● **Required work**: Resize every box coordinate in the answers by multiplying it by 1.2 and rounding to whole numbers, with halves rounded up. Rewrite everything from the first line down to the line that contains "[997,253,1079,297]", both included, keeping all the other lines as they are.

(Entries for labeling with bounding boxes)
------
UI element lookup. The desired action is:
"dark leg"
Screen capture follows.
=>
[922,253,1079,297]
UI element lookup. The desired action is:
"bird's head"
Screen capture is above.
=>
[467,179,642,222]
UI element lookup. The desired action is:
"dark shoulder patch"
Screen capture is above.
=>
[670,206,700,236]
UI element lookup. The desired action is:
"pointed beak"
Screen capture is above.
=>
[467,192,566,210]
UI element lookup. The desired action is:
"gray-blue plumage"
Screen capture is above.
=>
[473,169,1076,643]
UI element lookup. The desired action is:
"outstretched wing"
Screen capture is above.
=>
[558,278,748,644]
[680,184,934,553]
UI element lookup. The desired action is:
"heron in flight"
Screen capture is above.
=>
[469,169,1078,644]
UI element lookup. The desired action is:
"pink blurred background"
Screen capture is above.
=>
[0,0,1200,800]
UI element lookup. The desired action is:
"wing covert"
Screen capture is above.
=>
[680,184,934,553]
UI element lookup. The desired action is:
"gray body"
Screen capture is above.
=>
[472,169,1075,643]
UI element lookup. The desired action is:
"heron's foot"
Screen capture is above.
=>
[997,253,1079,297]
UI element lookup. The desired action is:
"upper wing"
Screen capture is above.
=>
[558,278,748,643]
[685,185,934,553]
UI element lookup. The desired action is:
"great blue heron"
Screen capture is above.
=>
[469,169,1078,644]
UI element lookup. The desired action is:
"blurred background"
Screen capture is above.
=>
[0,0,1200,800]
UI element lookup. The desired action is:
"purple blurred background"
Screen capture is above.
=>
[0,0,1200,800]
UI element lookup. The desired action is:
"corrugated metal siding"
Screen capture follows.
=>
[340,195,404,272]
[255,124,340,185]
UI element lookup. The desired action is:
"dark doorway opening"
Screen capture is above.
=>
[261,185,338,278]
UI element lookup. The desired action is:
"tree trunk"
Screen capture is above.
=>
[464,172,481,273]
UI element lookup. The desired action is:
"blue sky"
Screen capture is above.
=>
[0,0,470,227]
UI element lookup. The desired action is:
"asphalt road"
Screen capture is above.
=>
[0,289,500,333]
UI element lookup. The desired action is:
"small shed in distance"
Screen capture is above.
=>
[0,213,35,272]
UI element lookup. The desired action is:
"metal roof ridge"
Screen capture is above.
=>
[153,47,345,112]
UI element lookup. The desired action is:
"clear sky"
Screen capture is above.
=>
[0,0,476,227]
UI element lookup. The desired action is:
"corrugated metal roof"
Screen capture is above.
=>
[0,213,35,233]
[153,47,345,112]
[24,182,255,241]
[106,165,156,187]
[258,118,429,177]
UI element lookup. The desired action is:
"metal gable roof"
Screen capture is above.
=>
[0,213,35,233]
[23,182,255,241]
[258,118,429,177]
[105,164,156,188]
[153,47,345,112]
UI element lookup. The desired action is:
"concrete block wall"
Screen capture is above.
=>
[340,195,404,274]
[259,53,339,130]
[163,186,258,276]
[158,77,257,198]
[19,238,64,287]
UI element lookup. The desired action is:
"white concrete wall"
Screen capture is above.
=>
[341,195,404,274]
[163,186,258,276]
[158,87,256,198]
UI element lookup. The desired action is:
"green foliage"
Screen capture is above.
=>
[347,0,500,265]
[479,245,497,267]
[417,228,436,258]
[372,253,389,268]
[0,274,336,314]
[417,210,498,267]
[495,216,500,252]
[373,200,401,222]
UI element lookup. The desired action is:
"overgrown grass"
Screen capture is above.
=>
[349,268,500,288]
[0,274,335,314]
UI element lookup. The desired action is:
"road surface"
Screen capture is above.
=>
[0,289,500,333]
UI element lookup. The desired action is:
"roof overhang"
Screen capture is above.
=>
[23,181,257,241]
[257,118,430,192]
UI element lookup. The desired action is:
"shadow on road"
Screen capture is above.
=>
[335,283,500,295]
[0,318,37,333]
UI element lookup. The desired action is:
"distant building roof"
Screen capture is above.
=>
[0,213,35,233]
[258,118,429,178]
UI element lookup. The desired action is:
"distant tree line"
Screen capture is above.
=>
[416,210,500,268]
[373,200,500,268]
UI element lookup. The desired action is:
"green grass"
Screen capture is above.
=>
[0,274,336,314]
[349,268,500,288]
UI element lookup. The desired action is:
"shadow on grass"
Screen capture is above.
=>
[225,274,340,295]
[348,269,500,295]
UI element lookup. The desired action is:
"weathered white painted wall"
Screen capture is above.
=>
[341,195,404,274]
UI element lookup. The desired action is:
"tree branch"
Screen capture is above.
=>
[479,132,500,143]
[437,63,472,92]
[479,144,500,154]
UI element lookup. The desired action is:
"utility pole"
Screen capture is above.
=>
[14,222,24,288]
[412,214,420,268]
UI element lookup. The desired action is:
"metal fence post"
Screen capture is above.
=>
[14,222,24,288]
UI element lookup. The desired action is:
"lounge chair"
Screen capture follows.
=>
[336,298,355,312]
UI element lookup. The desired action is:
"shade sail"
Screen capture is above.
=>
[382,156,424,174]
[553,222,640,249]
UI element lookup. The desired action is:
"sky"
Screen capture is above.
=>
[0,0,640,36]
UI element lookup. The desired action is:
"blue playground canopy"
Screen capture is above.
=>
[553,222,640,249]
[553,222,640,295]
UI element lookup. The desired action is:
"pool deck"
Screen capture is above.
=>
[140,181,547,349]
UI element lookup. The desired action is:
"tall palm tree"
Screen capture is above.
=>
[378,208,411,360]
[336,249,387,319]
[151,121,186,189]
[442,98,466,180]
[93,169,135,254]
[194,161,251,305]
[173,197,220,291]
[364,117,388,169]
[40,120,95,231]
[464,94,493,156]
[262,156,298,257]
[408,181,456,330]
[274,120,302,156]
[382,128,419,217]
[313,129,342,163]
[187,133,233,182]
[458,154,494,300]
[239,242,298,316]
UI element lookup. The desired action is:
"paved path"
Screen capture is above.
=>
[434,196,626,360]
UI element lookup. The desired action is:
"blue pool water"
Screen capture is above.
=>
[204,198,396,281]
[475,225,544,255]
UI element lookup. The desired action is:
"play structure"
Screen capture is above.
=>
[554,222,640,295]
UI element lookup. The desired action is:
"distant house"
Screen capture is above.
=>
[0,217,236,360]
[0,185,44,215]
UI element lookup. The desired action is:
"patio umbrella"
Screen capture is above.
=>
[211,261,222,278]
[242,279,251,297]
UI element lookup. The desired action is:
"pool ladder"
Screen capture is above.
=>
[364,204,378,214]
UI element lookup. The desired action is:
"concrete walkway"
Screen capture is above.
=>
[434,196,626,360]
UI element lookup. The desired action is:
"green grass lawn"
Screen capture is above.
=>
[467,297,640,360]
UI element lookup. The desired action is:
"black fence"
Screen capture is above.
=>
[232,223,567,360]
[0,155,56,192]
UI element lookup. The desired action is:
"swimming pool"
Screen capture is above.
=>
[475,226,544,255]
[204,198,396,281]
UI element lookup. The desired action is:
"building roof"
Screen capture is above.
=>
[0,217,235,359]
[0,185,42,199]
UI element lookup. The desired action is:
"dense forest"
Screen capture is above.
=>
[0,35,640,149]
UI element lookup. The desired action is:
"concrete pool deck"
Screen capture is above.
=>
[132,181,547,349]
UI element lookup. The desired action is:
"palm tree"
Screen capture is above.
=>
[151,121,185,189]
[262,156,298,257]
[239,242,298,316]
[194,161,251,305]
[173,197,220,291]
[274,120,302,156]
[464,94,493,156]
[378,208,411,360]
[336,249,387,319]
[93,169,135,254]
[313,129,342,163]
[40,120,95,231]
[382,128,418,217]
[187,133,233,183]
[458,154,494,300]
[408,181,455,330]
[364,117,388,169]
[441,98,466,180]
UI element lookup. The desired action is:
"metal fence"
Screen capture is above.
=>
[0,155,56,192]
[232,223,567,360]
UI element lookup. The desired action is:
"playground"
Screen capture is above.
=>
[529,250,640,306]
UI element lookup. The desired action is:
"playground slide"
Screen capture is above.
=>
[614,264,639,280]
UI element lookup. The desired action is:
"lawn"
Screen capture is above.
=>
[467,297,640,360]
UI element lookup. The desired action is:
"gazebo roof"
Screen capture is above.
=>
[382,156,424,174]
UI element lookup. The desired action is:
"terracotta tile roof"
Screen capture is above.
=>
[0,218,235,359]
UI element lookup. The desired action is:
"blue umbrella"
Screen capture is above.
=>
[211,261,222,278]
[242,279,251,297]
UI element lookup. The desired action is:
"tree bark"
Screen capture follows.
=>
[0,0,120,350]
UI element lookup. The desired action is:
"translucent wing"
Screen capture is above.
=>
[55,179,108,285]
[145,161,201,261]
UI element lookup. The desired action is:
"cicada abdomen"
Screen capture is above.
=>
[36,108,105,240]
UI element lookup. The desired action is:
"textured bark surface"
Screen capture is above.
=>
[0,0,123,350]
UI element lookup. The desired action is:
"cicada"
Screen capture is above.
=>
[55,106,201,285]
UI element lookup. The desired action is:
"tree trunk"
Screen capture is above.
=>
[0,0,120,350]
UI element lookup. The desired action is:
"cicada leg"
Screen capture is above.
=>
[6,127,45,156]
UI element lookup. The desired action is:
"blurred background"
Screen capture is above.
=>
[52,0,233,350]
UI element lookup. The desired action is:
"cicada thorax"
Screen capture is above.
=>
------
● **The reply**:
UI element lookup. The desired action is:
"dark leg"
Screen capture follows.
=>
[1106,304,1295,356]
UI element lookup. The desired action is:
"bird's head"
Screen capture is above.
=>
[560,215,770,266]
UI element lookup. The desired action is:
"dark shoulder patch"
Screen capture is above.
=>
[804,247,840,283]
UI element lookup. The desired action is:
"pointed beak"
Screen capture is above.
=>
[560,230,679,252]
UI element lookup. The desired action is:
"gray-blue plumage"
Screen capture is above.
=>
[568,203,1291,772]
UI element lookup. The desired action is:
"outstretched wing"
Screen capture is above.
=>
[670,334,898,773]
[816,221,1121,664]
UI element lookup. The desired action is:
"heron in flight"
Screen capture is above.
=>
[563,203,1294,773]
UI element lookup. The desired action is:
"pink blurred background"
Screen capture is above.
=>
[0,0,1440,960]
UI element lookup. The desired action is:
"wing covert"
Screen capture is above.
=>
[816,221,1121,664]
UI element lookup. The desired action is:
"gray body"
Screen capture is above.
=>
[566,203,1290,772]
UI element lookup. The desired action is:
"heron's foot"
Screen capture is above.
=>
[1196,304,1295,356]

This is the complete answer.